TEXT PASSAGE -
▬▬▬▬▬▬

The photographs on their new album “Ready for the Flood” share the same sentiment. While their classic Jayhawks album “Hollywood Town Hall” is adorned with snowy photos of them bundled up in front of a church, an image seeping with Midwestern zeal,   “Ready for the Flood” shows the band relaxing in what resembles a retirement bungalow somewhere in Arizona.  Like a couple of aging snow birds, the two have escaped the uniform, cold world of their youth and moved to warmer surroundings. 

Even the lyrics reflect this same haggard message.  In “The Trap’s Been Set” the two voices warble “I’m an old an angry man … when I was young I felt the sun within”. The majority of the songs on their latest are just as catchy and hummable as their past work (“Bicycle” and “Chamberlain, SD” are definite highlights), although the album does have its weak moments, a claim that couldn’t be made during their highest moments in the mid-90s.

▬▬▬▬▬▬

INFORMATION GIVEN -
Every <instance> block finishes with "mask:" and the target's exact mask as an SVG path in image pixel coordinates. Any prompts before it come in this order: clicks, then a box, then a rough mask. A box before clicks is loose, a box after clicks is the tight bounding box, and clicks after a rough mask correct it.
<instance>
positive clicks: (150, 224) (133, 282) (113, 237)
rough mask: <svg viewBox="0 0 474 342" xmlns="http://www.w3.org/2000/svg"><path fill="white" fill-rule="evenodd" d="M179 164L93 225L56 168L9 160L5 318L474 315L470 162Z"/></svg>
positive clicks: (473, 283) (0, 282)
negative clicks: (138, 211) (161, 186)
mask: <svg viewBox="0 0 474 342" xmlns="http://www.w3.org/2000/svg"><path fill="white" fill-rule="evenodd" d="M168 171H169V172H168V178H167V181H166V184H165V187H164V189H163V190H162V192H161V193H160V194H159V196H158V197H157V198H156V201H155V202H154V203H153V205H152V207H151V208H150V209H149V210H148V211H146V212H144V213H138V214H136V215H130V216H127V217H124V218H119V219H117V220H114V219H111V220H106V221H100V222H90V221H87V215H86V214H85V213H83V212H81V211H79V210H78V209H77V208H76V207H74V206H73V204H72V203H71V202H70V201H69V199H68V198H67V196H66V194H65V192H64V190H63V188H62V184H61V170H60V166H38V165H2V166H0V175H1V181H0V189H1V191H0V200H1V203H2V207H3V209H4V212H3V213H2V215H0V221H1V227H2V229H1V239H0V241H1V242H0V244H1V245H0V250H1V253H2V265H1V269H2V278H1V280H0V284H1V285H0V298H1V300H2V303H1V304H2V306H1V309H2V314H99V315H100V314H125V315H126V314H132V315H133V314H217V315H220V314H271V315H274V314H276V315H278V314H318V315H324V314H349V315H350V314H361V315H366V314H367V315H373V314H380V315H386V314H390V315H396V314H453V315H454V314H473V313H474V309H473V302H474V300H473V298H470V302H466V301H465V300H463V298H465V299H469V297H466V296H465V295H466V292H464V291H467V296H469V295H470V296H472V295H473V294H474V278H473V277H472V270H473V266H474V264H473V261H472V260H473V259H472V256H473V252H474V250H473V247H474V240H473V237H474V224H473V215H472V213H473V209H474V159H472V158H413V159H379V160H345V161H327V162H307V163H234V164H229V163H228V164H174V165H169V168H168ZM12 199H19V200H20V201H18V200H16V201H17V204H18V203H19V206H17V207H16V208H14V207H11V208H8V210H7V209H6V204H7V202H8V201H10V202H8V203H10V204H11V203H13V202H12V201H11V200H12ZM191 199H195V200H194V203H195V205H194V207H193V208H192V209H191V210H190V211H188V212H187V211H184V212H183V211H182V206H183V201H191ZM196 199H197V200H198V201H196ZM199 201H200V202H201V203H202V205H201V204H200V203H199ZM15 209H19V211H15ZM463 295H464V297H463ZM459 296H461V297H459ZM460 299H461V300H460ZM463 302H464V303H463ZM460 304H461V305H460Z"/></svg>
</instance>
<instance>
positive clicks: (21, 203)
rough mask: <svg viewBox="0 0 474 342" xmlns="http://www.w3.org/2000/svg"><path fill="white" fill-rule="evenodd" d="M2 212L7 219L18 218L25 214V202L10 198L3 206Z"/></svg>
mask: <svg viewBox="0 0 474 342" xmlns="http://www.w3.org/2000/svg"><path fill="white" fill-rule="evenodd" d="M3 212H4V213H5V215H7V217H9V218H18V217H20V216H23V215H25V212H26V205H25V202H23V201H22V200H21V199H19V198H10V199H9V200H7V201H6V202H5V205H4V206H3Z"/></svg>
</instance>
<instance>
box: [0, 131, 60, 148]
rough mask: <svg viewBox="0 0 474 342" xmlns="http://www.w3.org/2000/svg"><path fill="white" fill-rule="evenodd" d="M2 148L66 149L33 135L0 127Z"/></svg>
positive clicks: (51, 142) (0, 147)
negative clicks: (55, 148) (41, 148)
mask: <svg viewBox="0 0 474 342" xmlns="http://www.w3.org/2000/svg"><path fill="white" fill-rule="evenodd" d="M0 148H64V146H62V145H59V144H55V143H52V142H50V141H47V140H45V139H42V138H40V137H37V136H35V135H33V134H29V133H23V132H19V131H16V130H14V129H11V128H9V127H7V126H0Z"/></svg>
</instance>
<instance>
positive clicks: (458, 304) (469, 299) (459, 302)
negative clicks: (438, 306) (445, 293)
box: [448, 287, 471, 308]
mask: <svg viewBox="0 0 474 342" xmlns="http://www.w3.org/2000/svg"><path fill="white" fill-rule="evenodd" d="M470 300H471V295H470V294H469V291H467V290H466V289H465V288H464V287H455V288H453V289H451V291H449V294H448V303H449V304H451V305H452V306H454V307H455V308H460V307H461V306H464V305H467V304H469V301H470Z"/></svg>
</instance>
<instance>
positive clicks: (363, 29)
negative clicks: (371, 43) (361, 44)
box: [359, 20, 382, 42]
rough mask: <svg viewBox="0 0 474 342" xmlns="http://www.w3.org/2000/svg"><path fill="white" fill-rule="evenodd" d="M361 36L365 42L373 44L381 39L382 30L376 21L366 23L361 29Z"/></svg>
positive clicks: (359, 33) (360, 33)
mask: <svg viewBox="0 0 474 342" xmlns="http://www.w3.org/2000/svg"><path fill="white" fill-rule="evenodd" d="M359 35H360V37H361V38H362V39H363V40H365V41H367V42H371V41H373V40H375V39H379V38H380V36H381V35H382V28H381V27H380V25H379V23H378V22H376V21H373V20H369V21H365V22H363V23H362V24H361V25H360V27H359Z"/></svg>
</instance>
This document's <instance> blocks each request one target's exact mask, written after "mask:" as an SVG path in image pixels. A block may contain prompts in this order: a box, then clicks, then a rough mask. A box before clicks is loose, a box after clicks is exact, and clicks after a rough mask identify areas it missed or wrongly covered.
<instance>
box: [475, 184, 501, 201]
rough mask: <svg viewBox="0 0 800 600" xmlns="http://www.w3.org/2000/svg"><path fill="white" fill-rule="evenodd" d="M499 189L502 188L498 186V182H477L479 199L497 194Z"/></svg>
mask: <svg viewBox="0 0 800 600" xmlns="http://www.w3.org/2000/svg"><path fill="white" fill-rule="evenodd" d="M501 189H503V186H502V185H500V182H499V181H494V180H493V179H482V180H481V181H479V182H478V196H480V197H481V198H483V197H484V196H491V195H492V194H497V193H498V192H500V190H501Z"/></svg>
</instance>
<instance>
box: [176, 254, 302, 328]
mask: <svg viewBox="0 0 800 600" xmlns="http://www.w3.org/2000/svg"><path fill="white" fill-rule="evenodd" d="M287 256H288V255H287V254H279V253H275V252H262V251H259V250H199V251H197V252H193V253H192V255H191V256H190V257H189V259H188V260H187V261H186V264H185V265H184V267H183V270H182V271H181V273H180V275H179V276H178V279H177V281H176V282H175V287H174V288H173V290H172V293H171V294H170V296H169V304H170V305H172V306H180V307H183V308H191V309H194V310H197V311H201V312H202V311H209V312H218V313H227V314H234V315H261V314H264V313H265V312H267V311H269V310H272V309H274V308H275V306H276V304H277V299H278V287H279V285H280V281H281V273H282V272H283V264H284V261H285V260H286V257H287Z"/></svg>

▬▬▬▬▬▬

QUESTIONS ON THE MATERIAL -
- A) Revise the album review from the part starting at "Even the lyrics" and ending at "in the mid-90s.", with "haggard" changed to "weary".
- B) Pick up the album review after its final sentence and carry it forward.
The material has no connection to the album review.

TASK-BY-TASK ANSWERS -
- A)
Even the lyrics reflect this same weary message.  In “The Trap’s Been Set” the two voices warble “I’m an old an angry man … when I was young I felt the sun within”. The majority of the songs on their latest are just as catchy and hummable as their past work (“Bicycle” and “Chamberlain, SD” are definite highlights), although the album does have its weak moments, a claim that couldn’t be made during their highest moments in the mid-90s.

- B)
For “Ready for the Flood” Chris Robinson (of the Black Crows) stepped in to produce, although the work he did isn’t very evident. It’s not that the production value is bad, it’s just unobtrusive, which I suppose is a good thing in some respects. But part of me wanted the album to resemble the sparse atmosphere that Rick Rubin created on Johnny Cash’s American Recordings. Yes, I know Rubin and Robinson hate each other, but my pitting of the two rivals is completely unintentional.

 I wanted this album to seep with age, to hear the same two voices I heard at SXSW, gravelly and earnest.  The sounds are still sweet splendor; I just wanted it to spill out my speakers like a finely aged wine.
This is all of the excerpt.